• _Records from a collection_
- Opening Delimiter -

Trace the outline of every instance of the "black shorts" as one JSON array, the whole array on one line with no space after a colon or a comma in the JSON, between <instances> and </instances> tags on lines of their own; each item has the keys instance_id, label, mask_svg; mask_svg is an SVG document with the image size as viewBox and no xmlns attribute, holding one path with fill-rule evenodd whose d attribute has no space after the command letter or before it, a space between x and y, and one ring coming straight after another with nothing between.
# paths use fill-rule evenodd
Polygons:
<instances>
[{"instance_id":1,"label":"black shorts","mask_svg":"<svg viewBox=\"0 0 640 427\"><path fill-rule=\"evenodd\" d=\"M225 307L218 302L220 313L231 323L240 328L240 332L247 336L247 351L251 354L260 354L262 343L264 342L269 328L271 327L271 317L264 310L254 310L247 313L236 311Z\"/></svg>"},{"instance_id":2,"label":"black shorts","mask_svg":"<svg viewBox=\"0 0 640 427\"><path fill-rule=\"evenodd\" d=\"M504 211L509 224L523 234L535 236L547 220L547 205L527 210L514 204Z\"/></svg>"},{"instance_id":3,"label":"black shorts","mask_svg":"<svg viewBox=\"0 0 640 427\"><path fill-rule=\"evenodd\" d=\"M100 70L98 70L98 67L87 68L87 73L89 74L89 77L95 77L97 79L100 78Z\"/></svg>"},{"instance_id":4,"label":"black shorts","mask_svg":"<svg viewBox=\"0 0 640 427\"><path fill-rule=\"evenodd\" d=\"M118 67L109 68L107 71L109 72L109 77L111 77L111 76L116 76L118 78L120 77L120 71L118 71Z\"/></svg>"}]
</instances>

- Closing Delimiter -
- Opening Delimiter -

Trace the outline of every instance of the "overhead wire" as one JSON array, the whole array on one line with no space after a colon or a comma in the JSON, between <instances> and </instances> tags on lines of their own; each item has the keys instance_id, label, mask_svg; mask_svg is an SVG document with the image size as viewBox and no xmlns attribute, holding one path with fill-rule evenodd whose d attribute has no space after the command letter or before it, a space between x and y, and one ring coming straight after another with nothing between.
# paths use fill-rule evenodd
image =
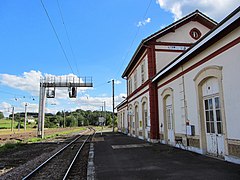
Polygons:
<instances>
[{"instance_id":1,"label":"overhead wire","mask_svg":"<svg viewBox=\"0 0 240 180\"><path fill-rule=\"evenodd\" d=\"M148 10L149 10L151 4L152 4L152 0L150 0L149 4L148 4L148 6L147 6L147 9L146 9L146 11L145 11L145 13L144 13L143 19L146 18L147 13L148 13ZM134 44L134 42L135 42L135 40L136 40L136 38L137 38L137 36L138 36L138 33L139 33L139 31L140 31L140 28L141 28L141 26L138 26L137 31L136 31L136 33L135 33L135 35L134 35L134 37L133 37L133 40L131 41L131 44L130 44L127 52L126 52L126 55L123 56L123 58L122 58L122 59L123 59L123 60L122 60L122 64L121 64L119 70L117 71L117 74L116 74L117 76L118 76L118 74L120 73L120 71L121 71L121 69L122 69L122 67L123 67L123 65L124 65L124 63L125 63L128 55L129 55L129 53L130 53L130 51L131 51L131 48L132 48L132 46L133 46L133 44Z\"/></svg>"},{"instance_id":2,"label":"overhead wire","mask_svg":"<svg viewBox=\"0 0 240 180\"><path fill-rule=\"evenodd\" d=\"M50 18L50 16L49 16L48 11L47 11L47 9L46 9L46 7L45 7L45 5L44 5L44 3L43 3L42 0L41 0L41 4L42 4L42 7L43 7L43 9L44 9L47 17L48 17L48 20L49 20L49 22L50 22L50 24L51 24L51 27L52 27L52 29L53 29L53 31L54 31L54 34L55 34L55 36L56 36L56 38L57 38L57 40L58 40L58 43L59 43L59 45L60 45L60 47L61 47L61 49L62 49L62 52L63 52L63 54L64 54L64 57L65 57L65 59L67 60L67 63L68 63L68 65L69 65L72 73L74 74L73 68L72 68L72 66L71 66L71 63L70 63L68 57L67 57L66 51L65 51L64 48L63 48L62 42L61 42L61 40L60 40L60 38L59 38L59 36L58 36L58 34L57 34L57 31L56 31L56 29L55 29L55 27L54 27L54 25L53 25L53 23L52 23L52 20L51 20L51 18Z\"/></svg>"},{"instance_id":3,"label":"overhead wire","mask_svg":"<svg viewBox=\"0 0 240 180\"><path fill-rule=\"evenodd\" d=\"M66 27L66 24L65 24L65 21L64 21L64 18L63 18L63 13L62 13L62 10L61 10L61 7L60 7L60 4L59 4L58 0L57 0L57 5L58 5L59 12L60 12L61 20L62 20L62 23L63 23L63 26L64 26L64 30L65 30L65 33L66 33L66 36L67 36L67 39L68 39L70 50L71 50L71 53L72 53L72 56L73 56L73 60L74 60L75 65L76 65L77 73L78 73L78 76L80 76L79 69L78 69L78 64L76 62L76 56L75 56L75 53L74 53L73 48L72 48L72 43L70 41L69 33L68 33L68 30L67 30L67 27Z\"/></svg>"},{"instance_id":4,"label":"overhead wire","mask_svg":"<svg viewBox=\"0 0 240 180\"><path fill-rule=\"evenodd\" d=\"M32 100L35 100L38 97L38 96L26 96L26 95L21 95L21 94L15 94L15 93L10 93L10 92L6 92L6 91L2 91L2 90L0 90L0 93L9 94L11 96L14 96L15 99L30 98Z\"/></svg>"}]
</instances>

- Closing Delimiter -

• _Exercise requirements_
Pull out all lines from the entries above in which the word "their" appears.

• _Answer space_
Trace the outline of every instance of the "black shorts" as one JSON array, the whole array on one line with no space after a colon or a comma in the JSON, between <instances> and </instances> tags on lines of their own; each item has the keys instance_id, label, mask_svg; mask_svg is an SVG document with the image size as viewBox and no xmlns attribute, holding one path with fill-rule evenodd whose d attribute has no space after the command letter or before it, a space between x and y, and one ring coming straight after another with nothing between.
Trace the outline of every instance of the "overhead wire" as one JSON array, the whole array on one line with no space after a colon or a comma in the JSON, between <instances> and </instances> tags on lines of their own; each item has the keys instance_id, label, mask_svg; mask_svg is an SVG document with the image size as viewBox and no xmlns attribute, holding one path with fill-rule evenodd whose d attribute has no space after the command letter or before it, a space between x and y, and one ring coming straight after another with nothing between.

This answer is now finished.